__TASK REQUIREMENTS__.
#1 In the account of the 2/29th Battalion's fighting on Singapore, on what date did the garrison surrender?
#2 Using the account of the 2/29th Battalion's fighting on Singapore, decide whether each statement agrees with it. (a) The Causeway was blown up to delay Japanese forces from crossing the Strait of Johore. (b) The battalion carried out a counter-attack that re-captured the village of Ama Keng. (c) The battalion's personnel were prisoners of war for less than two years.
#3 Turn the paragraph beginning "Over the course of the week" in the account of the 2/29th Battalion's fighting on Singapore into a bulleted list that keeps its main facts.

##### SELECTED EXCERPT #####

Meanwhile, the fighting in Johore continued until 31 January when the Allied forces withdrew across the Causeway, which was subsequently blown up to delay Japanese forces from crossing the Strait of Johore. In anticipation of a Japanese assault across the strait, the Australian forces took up defensive positions in the north-western side of Singapore island, with the 27th Brigade assuming a position west of the Causeway. Despite the battalion's inexperience, it was assigned the role of divisional reserve and given additional tasks related to rear-area security.

When the Japanese assault came on 8 February, the main thrust initially on the 22nd Brigade's positions further west, but as the situation worsened the 2/29th was sent to Tengah airfield to bolster the 22nd Brigade's defence of the north-west sector. Plans were made to launch a counter-attack to re-capture the village of Ama Keng, but these were cancelled when further Japanese advances made this impossible. Throughout 9 February, the battalion fought to hold the airfield against growing Japanese attacks before the defenders were forced to withdraw further back to the Bulim line, positioned on the Choa Chu Kang Road in between the 2/18th Battalion and a composite unit. There, the battalion turned back a Japanese attack on 10 February, but after neighbouring units withdrew amidst the confusion, the 2/29th were also forced back. Withdrawing in contact, elements of the battalion became separated until they were regrouped at Bukit Panjang.

Over the course of the week, further fighting pushed them back to the Kranji–Jurong line where the 2/29th experienced the main force of a further Japanese thrust after the 12th Indian Infantry Brigade was pushed back by two Japanese divisions. Lacking supporting fires following obfuscation from higher headquarters, the battalion was nearly split in half as it withdrew in contact again towards high ground around Bukit Timah. In the process of the withdrawal, individual platoons were forced to fight their way back to Allied lines. At Bukit Timah, the battalion again regrouped minus one company which found itself detached and subsequently fought alongside the Argyll and Sutherland Highlanders. Further fighting saw the Allied forces withdraw towards Singapore City's suburbs, where elements of the 2/29th were used to shore up the line along the Reformatory Road along with part of the 2/20th Battalion and the 2/4th Machine Gun Battalion. The Australian forces subsequently formed a perimeter around Tanglin Barracks where they were making preparations for a counter-attack by the time the garrison surrendered on 15 February following the loss of the city's main water reservoirs.

The battalion's remaining personnel were subsequently ordered to congregate around Changi prison where they were captured. They remained prisoners of war for over three years. During this time, they were moved to camps across south-east Asia, including Japan, Burma, Thailand, and the Dutch East Indies where they were pressed into hard labour and subjected to harsh conditions.

##### DATASET CONTENT #####

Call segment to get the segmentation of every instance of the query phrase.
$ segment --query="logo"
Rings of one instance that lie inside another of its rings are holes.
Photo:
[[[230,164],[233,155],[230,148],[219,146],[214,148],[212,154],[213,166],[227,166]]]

#####

__RESPONSES TO THE TASKS__.
#1 The garrison surrendered on 15 February.

#2
(a) Yes: "which was subsequently blown up to delay Japanese forces from crossing the Strait of Johore"
(b) No: "these were cancelled when further Japanese advances made this impossible"
(c) No: "They remained prisoners of war for over three years."

#3
- The battalion was pushed back to the Kranji–Jurong line. There it took the main force of a further Japanese thrust after two Japanese divisions pushed back the 12th Indian Infantry Brigade.
- Lacking supporting fires, it was nearly split in half while withdrawing in contact toward high ground around Bukit Timah. Individual platoons had to fight their way back to Allied lines.
- The battalion regrouped at Bukit Timah, minus one detached company that fought alongside the Argyll and Sutherland Highlanders.
- As Allied forces withdrew toward Singapore City's suburbs, elements of the 2/29th helped shore up the line along the Reformatory Road. They did so with part of the 2/20th Battalion and the 2/4th Machine Gun Battalion.
- Australian forces then formed a perimeter around Tanglin Barracks. They were preparing a counter-attack when the garrison surrendered on 15 February after the loss of the city's main water reservoirs.